» The task
Output every one of the rows below as a JSON list of strings, one string per line, leaving out any blank lines.

» Items
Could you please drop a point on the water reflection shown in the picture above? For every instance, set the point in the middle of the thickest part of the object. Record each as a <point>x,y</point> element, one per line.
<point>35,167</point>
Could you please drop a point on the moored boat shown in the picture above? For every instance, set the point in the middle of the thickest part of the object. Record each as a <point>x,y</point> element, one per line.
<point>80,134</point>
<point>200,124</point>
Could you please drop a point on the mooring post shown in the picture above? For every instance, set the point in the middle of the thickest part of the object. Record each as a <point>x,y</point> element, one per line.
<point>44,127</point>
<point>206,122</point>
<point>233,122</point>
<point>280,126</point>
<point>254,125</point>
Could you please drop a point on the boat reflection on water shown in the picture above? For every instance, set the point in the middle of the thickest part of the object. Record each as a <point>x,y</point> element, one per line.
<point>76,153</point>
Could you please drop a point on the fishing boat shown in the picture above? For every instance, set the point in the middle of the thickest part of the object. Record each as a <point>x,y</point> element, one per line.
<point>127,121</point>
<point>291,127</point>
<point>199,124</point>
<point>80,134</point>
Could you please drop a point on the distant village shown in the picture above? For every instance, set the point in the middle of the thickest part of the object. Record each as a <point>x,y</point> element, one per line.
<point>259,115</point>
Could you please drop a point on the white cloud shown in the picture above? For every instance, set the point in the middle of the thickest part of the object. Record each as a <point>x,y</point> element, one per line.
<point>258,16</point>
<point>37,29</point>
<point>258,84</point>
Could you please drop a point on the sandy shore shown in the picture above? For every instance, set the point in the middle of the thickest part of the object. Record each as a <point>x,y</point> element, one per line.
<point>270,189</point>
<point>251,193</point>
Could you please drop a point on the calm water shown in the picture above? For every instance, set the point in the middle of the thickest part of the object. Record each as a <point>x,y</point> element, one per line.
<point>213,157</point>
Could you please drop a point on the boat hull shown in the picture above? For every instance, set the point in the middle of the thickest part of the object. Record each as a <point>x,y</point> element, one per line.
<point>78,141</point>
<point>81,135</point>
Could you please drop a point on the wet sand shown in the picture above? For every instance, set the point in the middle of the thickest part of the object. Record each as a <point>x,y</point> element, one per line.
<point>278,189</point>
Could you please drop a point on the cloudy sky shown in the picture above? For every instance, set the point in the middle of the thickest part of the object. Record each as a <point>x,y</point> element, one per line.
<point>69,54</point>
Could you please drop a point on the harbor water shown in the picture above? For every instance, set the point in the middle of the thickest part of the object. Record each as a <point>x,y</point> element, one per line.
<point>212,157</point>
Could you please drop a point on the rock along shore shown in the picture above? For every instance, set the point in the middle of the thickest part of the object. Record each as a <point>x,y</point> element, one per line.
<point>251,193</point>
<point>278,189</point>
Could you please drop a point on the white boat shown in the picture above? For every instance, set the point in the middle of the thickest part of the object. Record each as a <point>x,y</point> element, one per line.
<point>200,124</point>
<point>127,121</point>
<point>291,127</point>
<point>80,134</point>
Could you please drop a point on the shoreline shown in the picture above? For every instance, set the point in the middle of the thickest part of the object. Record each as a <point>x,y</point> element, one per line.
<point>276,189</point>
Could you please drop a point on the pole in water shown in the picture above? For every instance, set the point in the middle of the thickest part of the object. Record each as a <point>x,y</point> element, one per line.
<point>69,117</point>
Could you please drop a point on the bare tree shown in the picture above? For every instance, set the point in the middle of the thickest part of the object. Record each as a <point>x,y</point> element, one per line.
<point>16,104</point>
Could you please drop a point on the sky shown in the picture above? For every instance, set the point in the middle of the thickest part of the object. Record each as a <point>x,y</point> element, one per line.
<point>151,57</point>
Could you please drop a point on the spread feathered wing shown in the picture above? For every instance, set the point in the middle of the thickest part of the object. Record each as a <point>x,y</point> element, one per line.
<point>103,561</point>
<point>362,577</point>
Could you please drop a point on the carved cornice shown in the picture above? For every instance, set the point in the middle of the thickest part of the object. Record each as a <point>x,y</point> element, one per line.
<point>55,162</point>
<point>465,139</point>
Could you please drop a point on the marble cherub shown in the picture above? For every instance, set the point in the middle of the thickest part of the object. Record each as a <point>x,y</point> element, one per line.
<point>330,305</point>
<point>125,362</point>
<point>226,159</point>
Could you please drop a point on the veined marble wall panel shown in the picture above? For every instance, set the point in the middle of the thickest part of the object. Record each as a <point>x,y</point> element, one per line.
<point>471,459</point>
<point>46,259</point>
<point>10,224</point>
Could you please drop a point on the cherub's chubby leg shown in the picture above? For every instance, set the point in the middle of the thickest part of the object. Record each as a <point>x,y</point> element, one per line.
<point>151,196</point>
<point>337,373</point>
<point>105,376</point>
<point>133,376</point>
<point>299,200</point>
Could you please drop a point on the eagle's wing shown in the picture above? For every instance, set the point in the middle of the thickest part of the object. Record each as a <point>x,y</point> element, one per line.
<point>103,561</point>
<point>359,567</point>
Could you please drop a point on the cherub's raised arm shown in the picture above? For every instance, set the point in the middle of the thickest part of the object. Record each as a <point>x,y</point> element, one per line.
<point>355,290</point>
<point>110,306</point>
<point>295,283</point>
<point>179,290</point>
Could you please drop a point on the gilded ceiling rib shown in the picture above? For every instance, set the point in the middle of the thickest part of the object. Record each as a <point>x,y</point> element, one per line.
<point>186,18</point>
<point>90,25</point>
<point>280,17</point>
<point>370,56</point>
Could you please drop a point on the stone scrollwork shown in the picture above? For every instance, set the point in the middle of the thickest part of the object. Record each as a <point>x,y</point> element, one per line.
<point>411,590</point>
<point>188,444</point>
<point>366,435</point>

» Result of this task
[
  "Could you please drop a point on the water reflection shown in the picture above? For every instance, set the point in the middle of the thickest part of the object. Record each as a <point>x,y</point> element, one per line.",
  "<point>35,167</point>",
  "Could you please drop a point on the moored boat shown in the picture above? For every instance, set the point in the middle of the thickest part of the object. Record each as a <point>x,y</point> element, one per line.",
  "<point>80,134</point>",
  "<point>200,124</point>",
  "Could you please drop a point on the mooring post shown in the picture above? For every instance, set the point in the middle of the thickest part of the object. Record each as a <point>x,y</point> element, one per line.",
  "<point>44,127</point>",
  "<point>206,122</point>",
  "<point>233,122</point>",
  "<point>280,126</point>",
  "<point>254,125</point>",
  "Could you please drop a point on the boat reflection on water shown in the picture above? For every instance, set the point in the middle of the thickest part of the object. Record each as a <point>x,y</point> element, one per line.",
  "<point>76,153</point>",
  "Could you please drop a point on the fishing boat shown in the picture above? For every instance, set the point in the middle of the thickest part of the object. Record each as a <point>x,y</point> element, one per line.",
  "<point>127,121</point>",
  "<point>291,127</point>",
  "<point>199,124</point>",
  "<point>80,134</point>",
  "Could you please drop a point on the distant village shown in the picture above? For every instance, set the point in the middle of the thickest part of the object. Record each as a <point>x,y</point> element, one per line.",
  "<point>259,115</point>",
  "Could you please drop a point on the white cloud shown in the picture above? For every instance, set the point in the middle of the thickest part of the object. Record each as a <point>x,y</point> element, one per line.",
  "<point>258,16</point>",
  "<point>37,29</point>",
  "<point>258,84</point>",
  "Could you please drop a point on the sandy shore shown in the picture above? For every instance, set the point in the middle of the thickest part of the object. Record each as a <point>x,y</point> element, one per line.",
  "<point>270,189</point>",
  "<point>251,193</point>",
  "Could you please drop a point on the calm water shown in the picture above? For every instance, set the point in the middle of the thickest part of the object. Record each as a <point>x,y</point> element, one per line.",
  "<point>213,157</point>",
  "Could you please drop a point on the boat hull shown in the picture above? For every instance, set the point in the middle of the thickest part of the object. Record each as a <point>x,y</point> element, one per line.",
  "<point>78,141</point>",
  "<point>81,135</point>",
  "Could you please drop a point on the wet sand shown in the picture above? For every instance, set the point in the middle of the thickest part of the object. Record each as a <point>x,y</point> element, one per line.",
  "<point>278,189</point>",
  "Could you please drop a point on the cloudy sky shown in the picture above? For every instance, set the point in the middle of the thickest part of the object. Record each as a <point>x,y</point> element, one per line.",
  "<point>69,54</point>",
  "Could you please drop a point on the harbor water shown in the picture above? For every instance, set the point in the middle of the thickest part of the object. Record each as a <point>x,y</point> element, one per line.",
  "<point>212,157</point>",
  "Could you please drop a point on the rock along shore shown in the picture above? For every instance, set the point in the middle of the thickest part of the object. Record each as a <point>x,y</point> element, one per line.",
  "<point>251,193</point>",
  "<point>278,189</point>",
  "Could you please drop a point on the white boat shown in the picture above? For every instance, set the point in the middle of the thickest part of the object. Record each as a <point>x,y</point> element, one per line.",
  "<point>200,124</point>",
  "<point>127,121</point>",
  "<point>291,127</point>",
  "<point>80,134</point>",
  "Could you please drop a point on the shoreline shown in the picture above? For every instance, set the point in the middle of the thickest part of the object. Record each as a <point>x,y</point> element, one per line.",
  "<point>276,189</point>",
  "Could you please drop a point on the pole in water shown in the picture above? For every instance, set the point in the middle of the thickest part of the object. Record each as a <point>x,y</point> element, one per line.",
  "<point>69,117</point>",
  "Could you please drop a point on the bare tree shown in the picture above? For every instance, set the point in the middle of the thickest part of the object. Record each as a <point>x,y</point> element, one per line.",
  "<point>16,104</point>",
  "Could you please drop a point on the sky shown in the picture above? For every instance, set the point in the middle of the thickest part of the object. Record each as a <point>x,y</point> element, one per line.",
  "<point>151,57</point>",
  "Could you please drop a point on the spread feathered wing shown in the picture above? For every instance, set the point in the middle of the thickest part of the object. Record each as a <point>x,y</point> element, one per line.",
  "<point>103,561</point>",
  "<point>362,577</point>",
  "Could you please drop a point on the carved cornice shown in the picture above? For every instance, set the point in the middle of the thickest part of the object. Record each as a <point>x,y</point> element, one per line.",
  "<point>55,162</point>",
  "<point>465,139</point>",
  "Could you please drop a point on the marble cherub shown in the picture above? For every instance, set the point in the middle of the thickest part of the object. Record each as a <point>x,y</point> element, one per line.",
  "<point>330,305</point>",
  "<point>125,362</point>",
  "<point>226,159</point>",
  "Could you please drop a point on the veined marble wall panel shown in the picture above? For every instance, set the point in the middle of the thickest part of the object. Record each as a <point>x,y</point> element, one per line.",
  "<point>471,459</point>",
  "<point>46,259</point>",
  "<point>10,224</point>",
  "Could you please drop a point on the cherub's chubby leg shown in the picture above? For every instance, set the point in the middle of the thickest part of the object. Record each as a <point>x,y</point> element, one per line.",
  "<point>151,196</point>",
  "<point>337,373</point>",
  "<point>105,376</point>",
  "<point>133,376</point>",
  "<point>299,200</point>",
  "Could you please drop a point on the eagle's wing shown in the picture above? For every instance, set the point in the middle of the thickest part of the object. Record each as a <point>x,y</point> element, one per line.",
  "<point>103,561</point>",
  "<point>359,567</point>",
  "Could you please drop a point on the cherub's raised arm shown in the picture above? For every instance, set the point in the middle of the thickest part of the object. Record each as a <point>x,y</point> element, one per line.",
  "<point>355,290</point>",
  "<point>110,306</point>",
  "<point>295,283</point>",
  "<point>179,290</point>",
  "Could you please drop a point on the gilded ceiling rib shown in the picture above? For every instance, set the point in the middle of the thickest part of the object. Record each as a <point>x,y</point> element, one per line.",
  "<point>186,18</point>",
  "<point>90,25</point>",
  "<point>280,17</point>",
  "<point>370,56</point>",
  "Could you please drop a point on the stone scrollwork shown in the picture above? For every instance, set the point in the middle of the thickest part of the object. Record each as a <point>x,y</point> element, one per line.",
  "<point>411,590</point>",
  "<point>188,444</point>",
  "<point>366,435</point>"
]